> [Text shown]:
Neutrinos are one of the most mysterious of elementary particles: they have no electric charge and almost no mass (they are over a million times lighter than the electron) and interact only weakly with matter. They are special cosmic messengers, bringing unique information on the mechanisms involved in the most energetic phenomena. Although they are the second most abundant particle in the universe after photons, their weak interaction with matter makes them hard to detect and requires enormous detectors.

The KM3NeT neutrino telescope, currently under construction about 80 km from the coast of Portopalo di Capo Passero, Sicily, is a giant deep-sea instrument distributed across two detectors, ARCA and ORCA, at a depth of 3,450 m. In its final configuration, KM3NeT will occupy a volume of more than 1 cubic km. KM3NeT uses seawater as the interaction medium for neutrinos. Its high-tech optical modules detect the Cherenkov light, a bluish glow that is generated during the propagation through the water of the ultra-relativistic particles produced in neutrino interactions. The present discovery was made possible with just one-tenth of its final configuration.

This ultra-high energy neutrino may have originated directly from one of the powerful cosmic accelerators. Alternatively, it could be the first detection of a cosmogenic neutrino. However, with a single neutrino event it is difficult to pinpoint its origin. Future detection of more such events will enable a clearer picture.

Stored data entries:
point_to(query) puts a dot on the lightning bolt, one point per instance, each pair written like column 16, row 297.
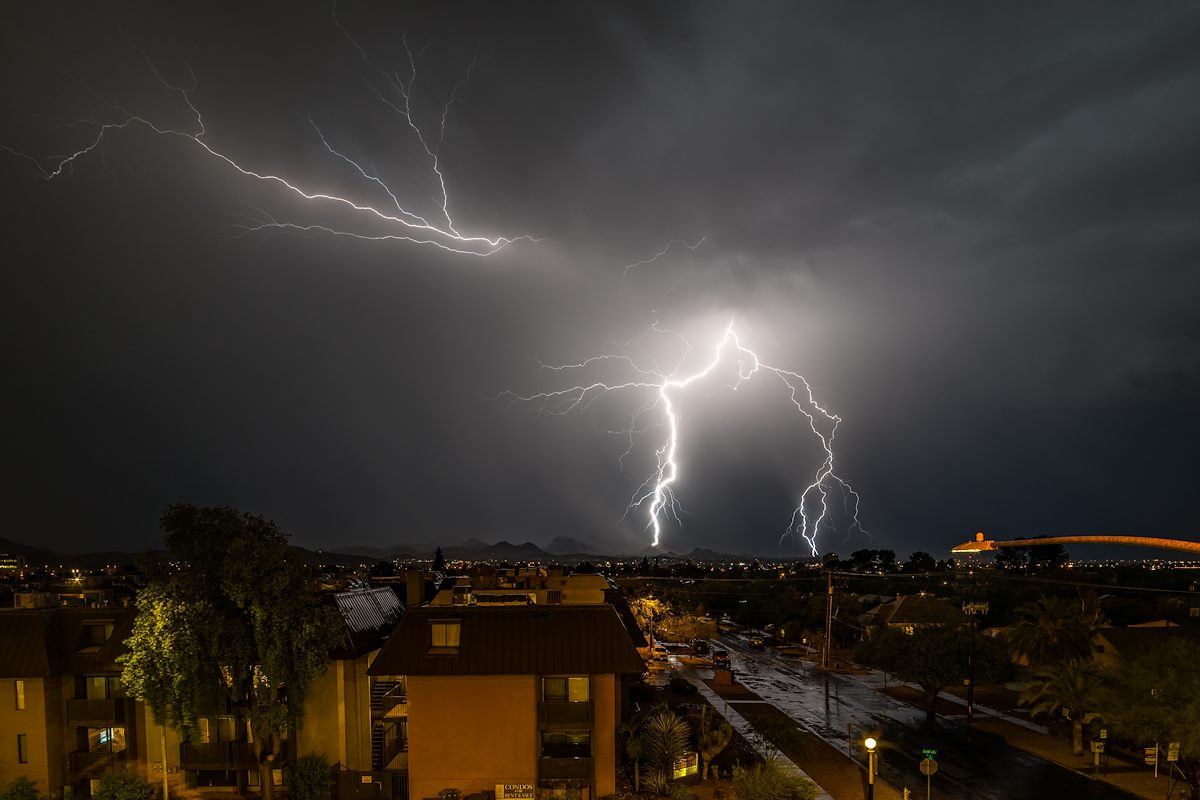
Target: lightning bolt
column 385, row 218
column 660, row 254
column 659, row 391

* * *

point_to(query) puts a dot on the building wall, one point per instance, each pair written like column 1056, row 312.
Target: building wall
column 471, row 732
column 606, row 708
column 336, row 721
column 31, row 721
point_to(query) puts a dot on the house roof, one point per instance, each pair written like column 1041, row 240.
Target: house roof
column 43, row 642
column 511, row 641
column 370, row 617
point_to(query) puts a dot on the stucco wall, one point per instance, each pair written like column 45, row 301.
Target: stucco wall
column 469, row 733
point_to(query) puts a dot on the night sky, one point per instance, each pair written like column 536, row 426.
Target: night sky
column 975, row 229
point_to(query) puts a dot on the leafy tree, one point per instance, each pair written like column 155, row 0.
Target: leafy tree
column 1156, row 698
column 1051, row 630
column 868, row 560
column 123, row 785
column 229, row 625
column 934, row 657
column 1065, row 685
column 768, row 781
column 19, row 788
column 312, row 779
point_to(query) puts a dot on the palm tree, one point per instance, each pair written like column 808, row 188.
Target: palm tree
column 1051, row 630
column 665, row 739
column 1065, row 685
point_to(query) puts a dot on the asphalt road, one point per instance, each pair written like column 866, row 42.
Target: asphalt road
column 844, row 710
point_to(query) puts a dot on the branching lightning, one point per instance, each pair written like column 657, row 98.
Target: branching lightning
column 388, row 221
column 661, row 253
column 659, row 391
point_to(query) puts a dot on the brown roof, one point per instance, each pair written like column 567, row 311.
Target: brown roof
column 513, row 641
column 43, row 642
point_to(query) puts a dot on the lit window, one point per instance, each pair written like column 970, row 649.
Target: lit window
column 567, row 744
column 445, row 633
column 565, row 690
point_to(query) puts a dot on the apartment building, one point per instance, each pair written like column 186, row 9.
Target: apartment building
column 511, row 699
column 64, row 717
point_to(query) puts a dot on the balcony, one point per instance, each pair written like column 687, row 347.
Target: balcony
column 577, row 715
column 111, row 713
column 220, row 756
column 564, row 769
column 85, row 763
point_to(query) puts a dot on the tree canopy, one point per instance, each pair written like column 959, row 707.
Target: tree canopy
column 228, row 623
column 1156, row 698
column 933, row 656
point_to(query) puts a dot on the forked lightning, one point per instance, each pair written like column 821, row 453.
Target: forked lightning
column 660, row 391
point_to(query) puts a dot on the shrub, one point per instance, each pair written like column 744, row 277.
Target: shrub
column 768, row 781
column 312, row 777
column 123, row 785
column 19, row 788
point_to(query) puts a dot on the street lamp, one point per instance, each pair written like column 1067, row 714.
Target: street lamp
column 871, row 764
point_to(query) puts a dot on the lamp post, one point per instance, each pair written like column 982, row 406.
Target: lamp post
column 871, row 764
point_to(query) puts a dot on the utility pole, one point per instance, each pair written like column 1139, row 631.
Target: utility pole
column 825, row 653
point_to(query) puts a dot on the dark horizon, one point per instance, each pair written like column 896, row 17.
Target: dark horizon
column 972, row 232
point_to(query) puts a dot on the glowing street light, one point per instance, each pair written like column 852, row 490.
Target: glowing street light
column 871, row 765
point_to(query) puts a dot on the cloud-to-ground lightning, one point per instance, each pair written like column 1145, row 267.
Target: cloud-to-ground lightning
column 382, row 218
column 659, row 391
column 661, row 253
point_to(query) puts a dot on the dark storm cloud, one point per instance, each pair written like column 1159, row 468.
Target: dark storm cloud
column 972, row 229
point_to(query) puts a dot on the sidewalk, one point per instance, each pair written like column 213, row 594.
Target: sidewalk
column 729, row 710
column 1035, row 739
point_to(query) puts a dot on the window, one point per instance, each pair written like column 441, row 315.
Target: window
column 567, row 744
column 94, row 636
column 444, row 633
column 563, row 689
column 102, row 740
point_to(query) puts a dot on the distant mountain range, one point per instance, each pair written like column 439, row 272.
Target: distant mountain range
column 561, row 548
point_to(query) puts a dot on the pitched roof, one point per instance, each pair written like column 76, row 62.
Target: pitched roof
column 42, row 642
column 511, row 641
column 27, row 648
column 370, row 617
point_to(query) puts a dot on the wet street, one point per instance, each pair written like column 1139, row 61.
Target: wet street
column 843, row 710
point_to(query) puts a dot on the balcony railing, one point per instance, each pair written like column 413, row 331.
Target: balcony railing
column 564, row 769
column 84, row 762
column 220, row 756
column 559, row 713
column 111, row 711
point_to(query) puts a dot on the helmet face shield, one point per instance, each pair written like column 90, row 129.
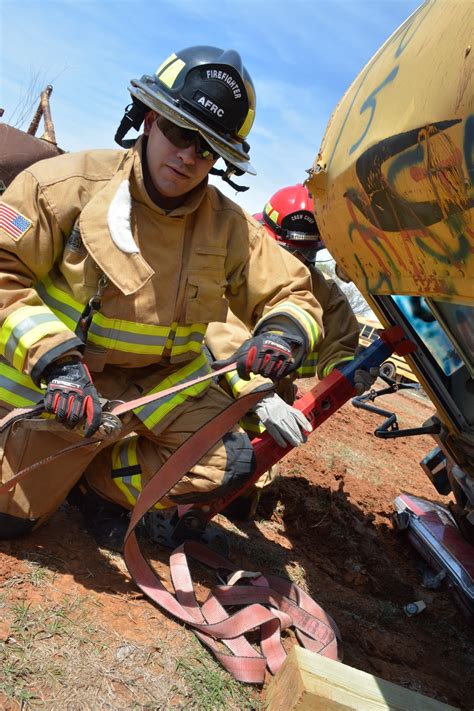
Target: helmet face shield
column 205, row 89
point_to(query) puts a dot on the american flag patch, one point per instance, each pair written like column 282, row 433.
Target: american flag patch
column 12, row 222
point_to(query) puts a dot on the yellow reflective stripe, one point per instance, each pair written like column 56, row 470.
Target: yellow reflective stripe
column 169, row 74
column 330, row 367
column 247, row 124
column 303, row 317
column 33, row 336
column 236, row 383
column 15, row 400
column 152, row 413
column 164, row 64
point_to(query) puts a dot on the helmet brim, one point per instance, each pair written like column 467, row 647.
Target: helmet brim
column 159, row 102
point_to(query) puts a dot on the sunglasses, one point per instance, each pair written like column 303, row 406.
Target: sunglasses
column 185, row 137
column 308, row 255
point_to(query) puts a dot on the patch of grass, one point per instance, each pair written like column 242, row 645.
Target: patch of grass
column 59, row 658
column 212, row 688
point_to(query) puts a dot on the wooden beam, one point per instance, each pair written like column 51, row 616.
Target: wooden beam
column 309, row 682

> [Apply what you read]:
(a) According to the neutrino text, at what depth do the ARCA and ORCA detectors sit?
(b) Proceed with the neutrino text, picking up right after its final sentence.
The listing was taken from a separate source unrelated to the neutrino text.

> [Written responses]:
(a) At a depth of 3,450 m.

(b)
Earth’s inner core may be changing its shape

THE earth’s inner core, which until now was widely believed to be a solid sphere, is located about 5,000 km below the earth’s surface and is anchored by gravity within the molten liquid outer core. According to a new study by scientists of the University of Southern California (USC), the surface of the inner core may be changing. The work was published in a recent issue of Nature Geoscience.

Geoscientists have for a long time debated the changing inner core. However, much of the research has been focussed on assessing the core’s rotation. The original aim of the USC scientists, too, was to further delineate the slowing of the inner core. “[We] didn’t set out to define the physical nature of the inner core,” said John Vidale of the USC, who is the principal investigator of this new study.

“But as I was analyzing multiple decades’ worth of seismograms, one dataset of seismic waves curiously stood out from the rest,” Vidale said. “Later on, I’d realize I was staring at evidence the inner core is not solid.” The study utilised the seismic waveform data of 121 repeating earthquakes that occurred between 1991 and 2024 at 42 locations near Antarctica’s South Sandwich Islands. “At first the dataset confounded me,” Vidale said. Only when the research team improved the resolution technique did it become clear that the seismic waveforms represented additional physical activity of the inner core.

“What we ended up discovering is evidence that the near surface of Earth’s inner core undergoes structural change,” he said. The finding sheds light on the role topographical activity plays in rotational changes in the inner core—including changes that have minutely altered the length of a day—and may also relate to the inner core’s ongoing slowing. A study the USC scientists published last year showed that the rotation of the core had slowed down around 2010. The physical activity is best explained as temporal changes in the shape of the inner core. The new study indicates that the near surface of the inner core may undergo viscous deformation, changing its shape and shifting at the inner core’s shallow boundary.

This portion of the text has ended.